## YOUR GOAL
Each record below must be written out again in exactly the same form.

## RECORDS FOR THIS TASK

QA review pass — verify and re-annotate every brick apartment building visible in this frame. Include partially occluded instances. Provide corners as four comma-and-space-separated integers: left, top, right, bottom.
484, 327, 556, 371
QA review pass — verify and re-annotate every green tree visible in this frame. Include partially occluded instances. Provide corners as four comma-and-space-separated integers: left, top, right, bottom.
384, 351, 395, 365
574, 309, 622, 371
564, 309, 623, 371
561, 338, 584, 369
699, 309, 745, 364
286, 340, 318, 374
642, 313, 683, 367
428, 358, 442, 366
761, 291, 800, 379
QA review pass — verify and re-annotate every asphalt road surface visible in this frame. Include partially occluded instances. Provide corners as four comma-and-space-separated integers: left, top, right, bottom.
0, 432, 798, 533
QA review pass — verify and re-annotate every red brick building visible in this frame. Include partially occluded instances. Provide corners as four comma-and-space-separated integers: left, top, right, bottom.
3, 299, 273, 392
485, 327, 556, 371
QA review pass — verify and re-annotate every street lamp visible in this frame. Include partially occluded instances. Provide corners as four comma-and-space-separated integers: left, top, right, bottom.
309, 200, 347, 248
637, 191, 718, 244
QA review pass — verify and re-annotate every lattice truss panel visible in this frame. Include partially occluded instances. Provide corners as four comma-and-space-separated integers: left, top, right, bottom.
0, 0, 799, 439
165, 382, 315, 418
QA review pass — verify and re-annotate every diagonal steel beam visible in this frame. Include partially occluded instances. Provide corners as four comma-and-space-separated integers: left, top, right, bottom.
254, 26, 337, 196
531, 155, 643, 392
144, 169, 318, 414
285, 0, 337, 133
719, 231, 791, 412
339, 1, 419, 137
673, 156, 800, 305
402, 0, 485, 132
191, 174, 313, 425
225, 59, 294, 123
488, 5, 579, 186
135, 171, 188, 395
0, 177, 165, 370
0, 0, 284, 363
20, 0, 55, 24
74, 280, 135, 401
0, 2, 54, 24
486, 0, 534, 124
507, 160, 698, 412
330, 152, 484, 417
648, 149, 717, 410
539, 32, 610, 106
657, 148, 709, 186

## WRITTEN RESPONSE
QA review pass — verify and re-annotate every brick apartment building visible in this frame. Include partially occluded instances. Provide corners as four comma-and-space-separated integers: left, top, right, bottom.
484, 327, 556, 371
QA review pass — verify and re-annotate every green tree visible in this frame. Include partially occluded instances. Provide corners as four comma-and-space-separated integers: left, top, right, bottom.
384, 351, 395, 365
574, 309, 622, 371
564, 309, 623, 371
561, 338, 584, 369
699, 309, 745, 364
286, 340, 318, 374
642, 313, 683, 367
428, 358, 442, 366
761, 291, 800, 379
QA review pass — verify and re-annotate every asphalt road surface visible in this frame. Include partially occluded instances. Provide corners as four comma-and-space-separated integers: left, top, right, bottom.
0, 432, 798, 533
QA review pass — verify and re-annotate every red brick building visible in this frame. Include partially occluded instances. Provide corners as four comma-and-space-separated integers: left, top, right, bottom.
3, 299, 273, 392
485, 327, 556, 371
QA review pass — verify and re-annotate every street lamp visible in this frame. Include partially occluded instances. Provide corners as four comma-and-space-separated integers: left, top, right, bottom.
309, 200, 347, 248
637, 191, 718, 244
QA review pass — verify and re-annotate every lattice truss panel visible in this frame. Include partially occluded instances. Provide corners as four comma-and-space-separated integers: left, top, right, bottom.
0, 0, 799, 439
165, 382, 315, 418
QA review pass — verify and re-annotate every diagonal steel beam visible in this frame. Include partially occluded instances. Provide corners as four comma-and-space-separated integers: left, top, right, bottom.
254, 26, 337, 196
531, 155, 643, 392
144, 169, 318, 414
285, 0, 337, 133
719, 231, 791, 412
339, 1, 419, 137
673, 156, 800, 305
402, 0, 485, 132
191, 174, 313, 425
225, 59, 294, 123
488, 5, 579, 186
135, 171, 188, 395
0, 177, 165, 370
0, 0, 284, 363
20, 0, 55, 24
74, 280, 135, 401
0, 2, 54, 24
486, 0, 534, 124
507, 160, 698, 412
330, 152, 484, 417
648, 149, 717, 410
539, 32, 610, 106
657, 148, 709, 186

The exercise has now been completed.